### WHAT IS BEING ASKED:
Output the full material exactly as it appears here.

### DATA ENTRIES:

※ ※ ※

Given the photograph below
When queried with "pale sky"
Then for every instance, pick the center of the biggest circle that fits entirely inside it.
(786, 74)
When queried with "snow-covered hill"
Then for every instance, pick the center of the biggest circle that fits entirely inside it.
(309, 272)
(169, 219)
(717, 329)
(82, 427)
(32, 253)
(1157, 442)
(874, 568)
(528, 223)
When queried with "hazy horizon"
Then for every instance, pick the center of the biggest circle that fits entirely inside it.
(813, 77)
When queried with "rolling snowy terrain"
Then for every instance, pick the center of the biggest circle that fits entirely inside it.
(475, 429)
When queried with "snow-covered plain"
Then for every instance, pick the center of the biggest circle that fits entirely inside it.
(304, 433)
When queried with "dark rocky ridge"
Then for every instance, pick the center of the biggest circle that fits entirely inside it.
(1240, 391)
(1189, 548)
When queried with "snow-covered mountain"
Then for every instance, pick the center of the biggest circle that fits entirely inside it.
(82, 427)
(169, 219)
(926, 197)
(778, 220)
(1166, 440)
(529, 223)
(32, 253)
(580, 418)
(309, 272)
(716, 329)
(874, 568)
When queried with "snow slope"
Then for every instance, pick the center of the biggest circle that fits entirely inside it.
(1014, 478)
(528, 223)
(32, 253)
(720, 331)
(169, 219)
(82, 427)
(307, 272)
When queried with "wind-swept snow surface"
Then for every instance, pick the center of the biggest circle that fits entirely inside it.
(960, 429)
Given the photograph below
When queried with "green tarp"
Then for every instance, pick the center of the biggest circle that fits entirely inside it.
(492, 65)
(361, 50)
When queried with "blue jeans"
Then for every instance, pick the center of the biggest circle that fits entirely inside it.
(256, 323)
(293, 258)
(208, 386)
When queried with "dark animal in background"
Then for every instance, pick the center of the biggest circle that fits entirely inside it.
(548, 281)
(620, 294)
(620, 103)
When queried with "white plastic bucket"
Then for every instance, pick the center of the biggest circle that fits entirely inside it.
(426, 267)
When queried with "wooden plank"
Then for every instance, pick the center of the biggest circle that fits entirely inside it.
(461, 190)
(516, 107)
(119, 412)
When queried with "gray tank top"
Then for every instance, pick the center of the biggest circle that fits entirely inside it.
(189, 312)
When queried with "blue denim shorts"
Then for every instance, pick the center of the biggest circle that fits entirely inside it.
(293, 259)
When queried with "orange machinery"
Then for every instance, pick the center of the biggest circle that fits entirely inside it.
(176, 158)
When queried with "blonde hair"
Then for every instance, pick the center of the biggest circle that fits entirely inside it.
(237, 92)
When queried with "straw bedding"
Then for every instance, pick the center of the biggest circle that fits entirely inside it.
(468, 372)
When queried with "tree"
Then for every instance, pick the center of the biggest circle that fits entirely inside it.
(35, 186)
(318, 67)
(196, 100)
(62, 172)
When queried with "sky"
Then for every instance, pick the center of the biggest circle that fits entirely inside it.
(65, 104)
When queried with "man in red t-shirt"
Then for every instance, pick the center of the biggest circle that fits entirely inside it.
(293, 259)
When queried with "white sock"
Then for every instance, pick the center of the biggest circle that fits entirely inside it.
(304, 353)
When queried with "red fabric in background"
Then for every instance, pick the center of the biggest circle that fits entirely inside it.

※ ※ ※

### RESPONSE FOR THIS EXERCISE:
Given the photograph below
When queried with "pale sky"
Then for every instance, pick the center of the biggest circle that fits entirely inside it.
(786, 74)
When queried with "snow-covered hill"
Then for every instance, pick the center of the biggest circle that fits entirely inside it.
(309, 272)
(169, 219)
(717, 329)
(82, 427)
(32, 253)
(1157, 442)
(874, 568)
(528, 223)
When queried with "hazy horizon"
Then for every instance, pick the center of the biggest circle that fits entirely inside it.
(813, 77)
When queried with "rolling snowy terrain"
Then for every instance, pick the center of the biggest circle that fits entirely inside it.
(475, 429)
When queried with "snow-covered plain"
Then for every instance, pick the center of the biggest circle that fits entirely inside it.
(304, 433)
When queried with "dark rocky ridge"
Then for every instance, pick the center of the biggest circle that fits entirely inside it.
(1240, 391)
(1189, 548)
When queried with "snow-covered mountain"
Then for every instance, pick the center of the biggest circle that fits entirely inside it.
(82, 427)
(169, 219)
(926, 197)
(778, 220)
(1166, 440)
(529, 223)
(32, 253)
(580, 418)
(309, 272)
(716, 329)
(874, 568)
When queried with "snow slope"
Then for every instance, pick the center of the biggest circle that fits entirely inside it.
(1014, 478)
(528, 223)
(32, 253)
(720, 331)
(169, 219)
(82, 427)
(307, 272)
When queried with "wind-swept snow surface"
Then for every instance, pick the center of the biggest circle that fits entirely inside it.
(960, 429)
Given the photograph below
When queried with "green tarp"
Then for every instance, pick the center of the biggest circle that fits entirely inside it.
(492, 65)
(361, 50)
When queried with "blue jeans"
Then for every instance, pick the center of the biggest circle that fits entirely inside it.
(256, 323)
(293, 258)
(208, 386)
When queried with "dark animal in background"
Then for every instance, pick the center of the biggest circle that fits entirely inside it.
(548, 281)
(620, 294)
(620, 103)
When queried with "white plastic bucket"
Then for every instance, pick the center of the biggest circle that fits entirely inside it.
(426, 267)
When queried with "wooden plank"
Then for every instance, pick the center of the biggest circle that fits entirely inside it.
(461, 190)
(516, 107)
(119, 412)
When queried with "gray tank top"
Then for every instance, pick the center of the biggest circle that fits entirely inside it.
(189, 312)
When queried with "blue denim shorts"
Then for every instance, pick the center of the biggest circle that fits entirely inside it.
(293, 259)
When queried with "orange machinery"
Then for every instance, pick the center of the biggest circle that fits entirely inside it.
(176, 158)
When queried with "blonde hair"
Then for every instance, pick the center of the biggest circle that fits entirely inside it.
(237, 92)
When queried with "straw bedding"
Then for every instance, pick the center of the biggest circle that fits entirely inside it.
(468, 372)
When queried with "tree"
Then for every instance, pick the center of the biggest circle that fits entirely inside it.
(35, 186)
(318, 67)
(196, 100)
(62, 172)
When queried with "sky"
Then for every instance, pick the center of the biggest circle that fits entirely inside it.
(65, 104)
When queried with "man in red t-shirt"
Then for every instance, pick the center of the biggest circle that fits entirely inside it.
(293, 259)
When queried with "white sock"
Then for every instance, pick the center of the biggest circle that fits entirely inside it.
(304, 353)
When queried with "red fabric in background"
Then for every instance, pick the center of the biggest circle that fits entirely inside it.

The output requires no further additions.